*PROBLEM*. Copy each line below that contains "guardrail".

───

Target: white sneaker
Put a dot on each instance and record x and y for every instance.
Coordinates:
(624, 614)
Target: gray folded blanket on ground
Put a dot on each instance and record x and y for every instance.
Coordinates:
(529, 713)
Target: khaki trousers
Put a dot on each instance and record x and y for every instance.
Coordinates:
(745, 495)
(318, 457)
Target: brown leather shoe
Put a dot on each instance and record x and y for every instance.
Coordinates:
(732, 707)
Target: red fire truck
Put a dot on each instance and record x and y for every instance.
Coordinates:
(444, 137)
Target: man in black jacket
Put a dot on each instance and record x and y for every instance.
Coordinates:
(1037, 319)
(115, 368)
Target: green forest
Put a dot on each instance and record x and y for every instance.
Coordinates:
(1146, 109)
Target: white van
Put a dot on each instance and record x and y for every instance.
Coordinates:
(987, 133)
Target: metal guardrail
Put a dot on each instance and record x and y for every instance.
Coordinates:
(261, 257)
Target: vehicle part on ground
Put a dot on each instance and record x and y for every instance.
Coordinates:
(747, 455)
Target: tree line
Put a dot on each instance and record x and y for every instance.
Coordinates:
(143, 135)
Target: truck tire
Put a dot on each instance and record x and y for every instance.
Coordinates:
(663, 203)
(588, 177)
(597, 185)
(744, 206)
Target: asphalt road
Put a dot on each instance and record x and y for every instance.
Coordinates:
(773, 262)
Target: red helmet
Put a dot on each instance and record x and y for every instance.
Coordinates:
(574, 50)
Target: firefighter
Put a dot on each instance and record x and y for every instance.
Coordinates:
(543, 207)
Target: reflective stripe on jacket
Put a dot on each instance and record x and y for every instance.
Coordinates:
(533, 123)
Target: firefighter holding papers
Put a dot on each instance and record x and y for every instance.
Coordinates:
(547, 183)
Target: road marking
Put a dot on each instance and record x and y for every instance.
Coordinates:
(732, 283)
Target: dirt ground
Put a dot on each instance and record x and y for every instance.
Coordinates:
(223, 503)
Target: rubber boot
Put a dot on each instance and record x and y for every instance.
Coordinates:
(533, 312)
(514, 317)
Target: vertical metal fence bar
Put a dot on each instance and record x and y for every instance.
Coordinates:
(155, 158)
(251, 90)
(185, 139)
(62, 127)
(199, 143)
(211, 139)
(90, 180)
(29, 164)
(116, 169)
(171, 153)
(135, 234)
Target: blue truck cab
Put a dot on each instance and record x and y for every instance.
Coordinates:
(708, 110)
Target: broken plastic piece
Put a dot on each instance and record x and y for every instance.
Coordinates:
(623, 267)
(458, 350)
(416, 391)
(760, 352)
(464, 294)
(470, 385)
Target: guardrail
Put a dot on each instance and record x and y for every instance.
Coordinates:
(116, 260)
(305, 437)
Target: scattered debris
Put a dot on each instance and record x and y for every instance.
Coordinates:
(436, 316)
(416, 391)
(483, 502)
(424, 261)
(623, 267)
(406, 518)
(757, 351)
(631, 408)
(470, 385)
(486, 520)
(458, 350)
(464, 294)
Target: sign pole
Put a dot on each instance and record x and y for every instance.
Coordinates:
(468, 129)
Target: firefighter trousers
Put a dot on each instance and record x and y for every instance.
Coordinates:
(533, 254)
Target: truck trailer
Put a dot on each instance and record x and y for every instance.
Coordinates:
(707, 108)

───

*SOLUTION TO THIS PROBLEM*.
Target: metal guardrail
Target: guardrail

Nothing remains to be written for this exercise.